Start of Source information
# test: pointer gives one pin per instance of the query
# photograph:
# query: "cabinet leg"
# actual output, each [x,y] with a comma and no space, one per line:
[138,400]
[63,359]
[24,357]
End of Source information
## Problem requirements
Starting at the line with "# actual output, each", restate each line through the end of the records, both ends included, and stop there.

## Task response
# actual output, each [x,y] with a comma and no space, one per line:
[138,400]
[63,359]
[24,357]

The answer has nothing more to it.